* Tarefas a realizar:
1. Segundo o texto «Portugal em fanecas», com que conquistou o PS o Bloco de Esquerda?
2. Reescreva o trecho do texto «Portugal em fanecas» desde "Portugal em fanecas" até "Bloco de Esquerda.", inclusive, substituindo "PS" por "Partido Socialista".
3. Prossiga o texto «Portugal em fanecas», redigindo a parte que se segue à última frase apresentada.

* Texto fornecido:
Portugal em fanecas

João Taborda da Gama
DN 20151015
Como é que o PS conquistou o Bloco de Esquerda? Com uma cesta de peixe miúdo. Já nada desune os dois partidos. O eixo realidade-Bruxelas encarregar-se-á de fazer esquecer uma série de propostas orçamentais da esquerda do PS e do próprio PS, e António Costa parece estar a conseguir convencer Catarina Martins a deixar cair tudo o que é identitário no Bloco de Esquerda.

[Rótulos de pontos de objetos]
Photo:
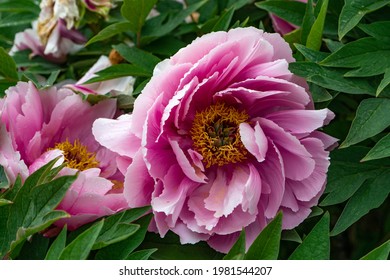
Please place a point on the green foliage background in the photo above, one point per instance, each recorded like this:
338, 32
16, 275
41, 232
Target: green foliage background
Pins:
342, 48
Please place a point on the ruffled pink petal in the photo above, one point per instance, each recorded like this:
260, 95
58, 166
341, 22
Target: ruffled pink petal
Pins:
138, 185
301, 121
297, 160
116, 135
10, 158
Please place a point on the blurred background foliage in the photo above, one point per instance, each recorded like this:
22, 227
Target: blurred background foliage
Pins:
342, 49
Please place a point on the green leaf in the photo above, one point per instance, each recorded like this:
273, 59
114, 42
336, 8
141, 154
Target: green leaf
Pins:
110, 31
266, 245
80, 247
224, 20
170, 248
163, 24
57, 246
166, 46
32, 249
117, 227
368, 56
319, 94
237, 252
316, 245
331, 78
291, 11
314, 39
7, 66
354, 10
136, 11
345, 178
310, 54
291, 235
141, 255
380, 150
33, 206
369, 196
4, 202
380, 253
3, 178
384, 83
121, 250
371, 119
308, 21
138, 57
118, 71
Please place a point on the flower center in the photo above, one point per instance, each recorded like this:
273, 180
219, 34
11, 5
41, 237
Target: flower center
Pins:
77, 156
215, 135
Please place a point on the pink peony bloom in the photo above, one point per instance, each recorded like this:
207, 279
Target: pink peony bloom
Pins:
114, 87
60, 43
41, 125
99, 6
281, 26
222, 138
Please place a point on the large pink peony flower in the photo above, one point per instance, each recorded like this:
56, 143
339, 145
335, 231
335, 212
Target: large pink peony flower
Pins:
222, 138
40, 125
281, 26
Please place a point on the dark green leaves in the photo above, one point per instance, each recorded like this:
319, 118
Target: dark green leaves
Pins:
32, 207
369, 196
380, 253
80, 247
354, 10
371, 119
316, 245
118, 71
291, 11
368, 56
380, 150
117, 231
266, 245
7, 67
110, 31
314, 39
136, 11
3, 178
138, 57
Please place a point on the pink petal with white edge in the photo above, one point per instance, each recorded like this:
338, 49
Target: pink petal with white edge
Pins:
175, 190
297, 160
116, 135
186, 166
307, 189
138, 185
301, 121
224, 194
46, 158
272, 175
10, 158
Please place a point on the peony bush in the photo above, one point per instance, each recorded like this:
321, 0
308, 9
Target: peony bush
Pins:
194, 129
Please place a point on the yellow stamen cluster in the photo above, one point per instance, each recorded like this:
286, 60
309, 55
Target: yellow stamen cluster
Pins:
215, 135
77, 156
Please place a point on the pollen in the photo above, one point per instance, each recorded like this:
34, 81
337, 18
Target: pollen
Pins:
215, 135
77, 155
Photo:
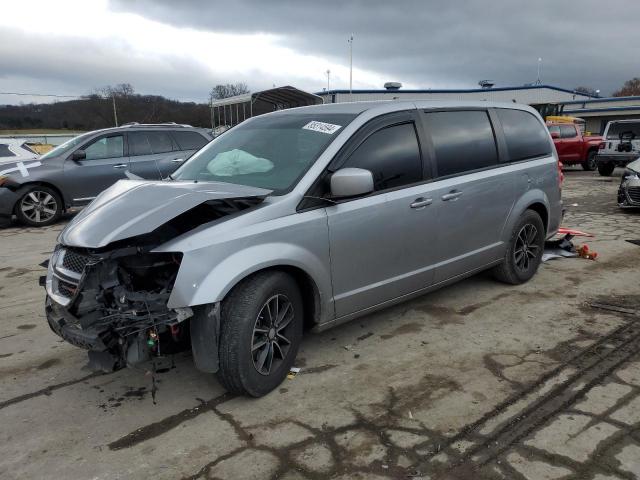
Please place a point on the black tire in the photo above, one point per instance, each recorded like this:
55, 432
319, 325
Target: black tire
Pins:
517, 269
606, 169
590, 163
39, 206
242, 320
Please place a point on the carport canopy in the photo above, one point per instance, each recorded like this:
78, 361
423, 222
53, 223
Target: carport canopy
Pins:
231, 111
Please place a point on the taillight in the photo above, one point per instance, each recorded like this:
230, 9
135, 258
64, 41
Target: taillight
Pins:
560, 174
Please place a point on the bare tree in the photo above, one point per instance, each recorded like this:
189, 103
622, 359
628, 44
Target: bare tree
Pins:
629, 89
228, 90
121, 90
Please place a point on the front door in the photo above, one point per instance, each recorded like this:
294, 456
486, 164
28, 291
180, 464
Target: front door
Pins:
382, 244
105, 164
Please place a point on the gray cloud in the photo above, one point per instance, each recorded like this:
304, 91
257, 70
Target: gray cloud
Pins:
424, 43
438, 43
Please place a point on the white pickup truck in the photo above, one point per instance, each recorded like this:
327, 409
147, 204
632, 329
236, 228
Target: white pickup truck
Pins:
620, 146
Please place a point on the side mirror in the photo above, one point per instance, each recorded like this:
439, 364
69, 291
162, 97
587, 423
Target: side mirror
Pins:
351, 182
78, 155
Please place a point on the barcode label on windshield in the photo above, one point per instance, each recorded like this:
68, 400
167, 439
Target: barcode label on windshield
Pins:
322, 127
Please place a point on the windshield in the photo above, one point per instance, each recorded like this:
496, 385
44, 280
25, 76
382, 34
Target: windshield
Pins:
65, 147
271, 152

* * *

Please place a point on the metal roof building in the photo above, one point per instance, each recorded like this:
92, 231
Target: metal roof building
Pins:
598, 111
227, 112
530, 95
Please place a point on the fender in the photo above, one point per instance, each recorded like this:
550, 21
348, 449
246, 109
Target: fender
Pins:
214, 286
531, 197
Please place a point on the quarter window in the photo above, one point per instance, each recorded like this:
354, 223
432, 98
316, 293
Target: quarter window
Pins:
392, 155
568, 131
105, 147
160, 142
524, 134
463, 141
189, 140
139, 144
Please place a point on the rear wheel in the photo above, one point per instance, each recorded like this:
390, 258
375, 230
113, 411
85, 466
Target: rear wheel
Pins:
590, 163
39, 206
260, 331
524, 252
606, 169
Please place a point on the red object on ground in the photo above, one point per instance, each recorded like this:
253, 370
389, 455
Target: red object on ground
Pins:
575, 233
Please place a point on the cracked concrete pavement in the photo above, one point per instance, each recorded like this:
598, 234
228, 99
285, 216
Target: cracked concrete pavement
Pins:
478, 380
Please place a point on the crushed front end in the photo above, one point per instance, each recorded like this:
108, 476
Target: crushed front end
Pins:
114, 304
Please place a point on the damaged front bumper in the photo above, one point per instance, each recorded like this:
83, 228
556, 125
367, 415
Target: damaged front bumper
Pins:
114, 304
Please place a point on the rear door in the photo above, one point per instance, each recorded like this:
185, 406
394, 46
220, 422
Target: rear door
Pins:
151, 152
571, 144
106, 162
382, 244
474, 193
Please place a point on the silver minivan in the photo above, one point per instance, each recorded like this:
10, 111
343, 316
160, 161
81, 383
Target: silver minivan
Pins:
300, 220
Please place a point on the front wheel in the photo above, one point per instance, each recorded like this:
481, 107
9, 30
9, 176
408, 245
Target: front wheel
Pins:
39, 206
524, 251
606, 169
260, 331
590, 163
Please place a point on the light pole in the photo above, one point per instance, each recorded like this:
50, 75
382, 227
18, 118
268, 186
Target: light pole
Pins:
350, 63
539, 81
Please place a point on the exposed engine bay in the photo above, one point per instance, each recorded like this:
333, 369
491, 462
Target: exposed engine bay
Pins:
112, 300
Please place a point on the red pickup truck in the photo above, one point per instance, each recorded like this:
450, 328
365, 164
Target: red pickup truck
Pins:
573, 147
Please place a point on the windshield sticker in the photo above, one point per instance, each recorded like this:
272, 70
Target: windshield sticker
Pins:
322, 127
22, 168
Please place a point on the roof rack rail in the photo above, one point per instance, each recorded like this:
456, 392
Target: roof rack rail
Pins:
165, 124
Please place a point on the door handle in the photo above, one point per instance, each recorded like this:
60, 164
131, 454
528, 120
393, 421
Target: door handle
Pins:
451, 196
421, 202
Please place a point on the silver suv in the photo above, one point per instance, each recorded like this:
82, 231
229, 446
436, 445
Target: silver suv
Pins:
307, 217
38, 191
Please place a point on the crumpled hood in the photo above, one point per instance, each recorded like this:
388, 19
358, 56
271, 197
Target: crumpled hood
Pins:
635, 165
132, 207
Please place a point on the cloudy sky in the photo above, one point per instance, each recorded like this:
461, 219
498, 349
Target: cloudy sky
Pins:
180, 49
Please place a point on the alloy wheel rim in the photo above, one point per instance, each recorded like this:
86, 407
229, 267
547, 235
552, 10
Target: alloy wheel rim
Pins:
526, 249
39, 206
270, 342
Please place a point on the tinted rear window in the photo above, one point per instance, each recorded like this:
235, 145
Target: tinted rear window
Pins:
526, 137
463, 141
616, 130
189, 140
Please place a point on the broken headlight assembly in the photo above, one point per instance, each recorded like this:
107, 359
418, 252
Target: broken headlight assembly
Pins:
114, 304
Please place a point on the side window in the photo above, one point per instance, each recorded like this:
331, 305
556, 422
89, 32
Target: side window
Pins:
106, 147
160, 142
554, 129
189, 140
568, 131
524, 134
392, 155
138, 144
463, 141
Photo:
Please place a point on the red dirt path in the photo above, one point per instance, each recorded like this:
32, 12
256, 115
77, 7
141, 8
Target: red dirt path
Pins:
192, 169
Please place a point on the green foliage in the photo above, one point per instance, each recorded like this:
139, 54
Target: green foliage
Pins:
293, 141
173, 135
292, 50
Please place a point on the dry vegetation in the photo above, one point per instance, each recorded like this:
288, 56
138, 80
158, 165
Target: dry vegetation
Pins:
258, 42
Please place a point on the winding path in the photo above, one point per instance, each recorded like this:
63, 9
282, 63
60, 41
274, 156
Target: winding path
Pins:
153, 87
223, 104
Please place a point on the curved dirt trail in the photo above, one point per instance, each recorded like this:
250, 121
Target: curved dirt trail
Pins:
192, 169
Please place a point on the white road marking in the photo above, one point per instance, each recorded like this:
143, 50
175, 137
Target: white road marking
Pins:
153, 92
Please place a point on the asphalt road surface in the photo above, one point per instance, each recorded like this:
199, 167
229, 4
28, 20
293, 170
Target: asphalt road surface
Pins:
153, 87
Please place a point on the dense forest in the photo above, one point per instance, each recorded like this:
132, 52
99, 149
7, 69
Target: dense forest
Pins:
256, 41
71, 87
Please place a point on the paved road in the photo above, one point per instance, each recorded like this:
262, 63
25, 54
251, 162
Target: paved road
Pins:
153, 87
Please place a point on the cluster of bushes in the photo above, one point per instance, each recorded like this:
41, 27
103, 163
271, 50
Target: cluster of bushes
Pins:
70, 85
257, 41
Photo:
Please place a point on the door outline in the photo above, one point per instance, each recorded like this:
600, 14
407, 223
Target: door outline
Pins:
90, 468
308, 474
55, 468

* Respostas:
1. Com uma cesta de peixe miúdo.

2.
Portugal em fanecas

João Taborda da Gama
DN 20151015
Como é que o Partido Socialista conquistou o Bloco de Esquerda? Com uma cesta de peixe miúdo. Já nada desune os dois partidos. O eixo realidade-Bruxelas encarregar-se-á de fazer esquecer uma série de propostas orçamentais da esquerda do Partido Socialista e do próprio Partido Socialista, e António Costa parece estar a conseguir convencer Catarina Martins a deixar cair tudo o que é identitário no Bloco de Esquerda.

3.
Na economia, já não vamos ter o "controlo público, nacionalização e redireccionamento do sistema bancário", nem a "propriedade estatal", nem "uma política de controlo público da propriedade bancária". Nem "uma política de nacionalização do setor da energia", nem "o controlo público sobre as empresas do setor", já nem "o capital público deve voltar a ser maioritário na Galp, na EDP e na REN", e muito menos assistiremos à "nacionalização da produção e distribuição da energia". Nem ninguém já pensa em "devolver à esfera pública as empresas privatizadas, concessionadas e subconcessionadas", ou sequer "renacionalizar as autoestradas originariamente construídas sem custos para o utilizador (Scut)". Nem se pense que a "a transportadora aérea nacional TAP deve continuar a ser o que é, uma empresa pública".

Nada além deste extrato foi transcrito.